→ **Source text**:
━━━━━━━━━━

CHEF: Andre de Waal
PHOTOGRAPHS BY THOMAS ROBERT CLARKE
Andre de Waal was barely a teen when he had a gastronomic epiphany: It is cooler to like all foods than it is to be a fussy eater. From that moment forward, the future executive chef and co-owner of Andre’s in Sparta began whittling away at his list of food aversions, knocking off the final two items—hard-boiled eggs and bananas—when he was well into adulthood.
Although ratatouille was on that original list of disliked foods, de Waal now sees it as a versatile and indispensible platform on which to build seasonal dishes. “I love it cold, I love it warm,” de Waal says. “It is great to just have on hand—mix it with a little mayonnaise, spread it on bread and it’s the beginning of a sandwich. Or toss it into an omelet. It is very versatile.”

━━━━━━━━━━

→ **Entries provided**:
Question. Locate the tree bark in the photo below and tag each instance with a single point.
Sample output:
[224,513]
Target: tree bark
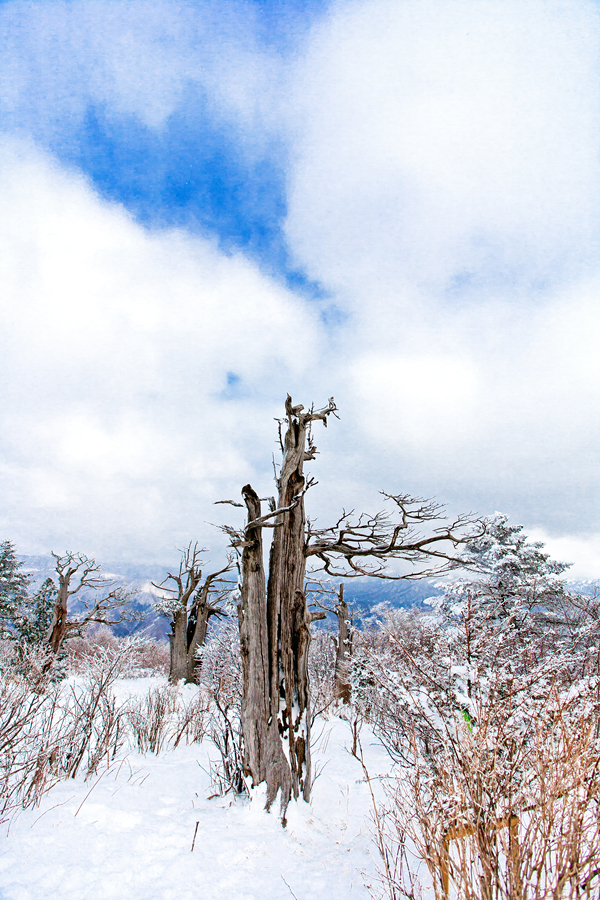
[264,759]
[288,622]
[177,638]
[343,647]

━━━━━━━━━━

→ **Task objective**: Copy the chef profile word for word, starting at "CHEF: Andre de" and ending at "well into adulthood.".

→ **Answer box**:
CHEF: Andre de Waal
PHOTOGRAPHS BY THOMAS ROBERT CLARKE
Andre de Waal was barely a teen when he had a gastronomic epiphany: It is cooler to like all foods than it is to be a fussy eater. From that moment forward, the future executive chef and co-owner of Andre’s in Sparta began whittling away at his list of food aversions, knocking off the final two items—hard-boiled eggs and bananas—when he was well into adulthood.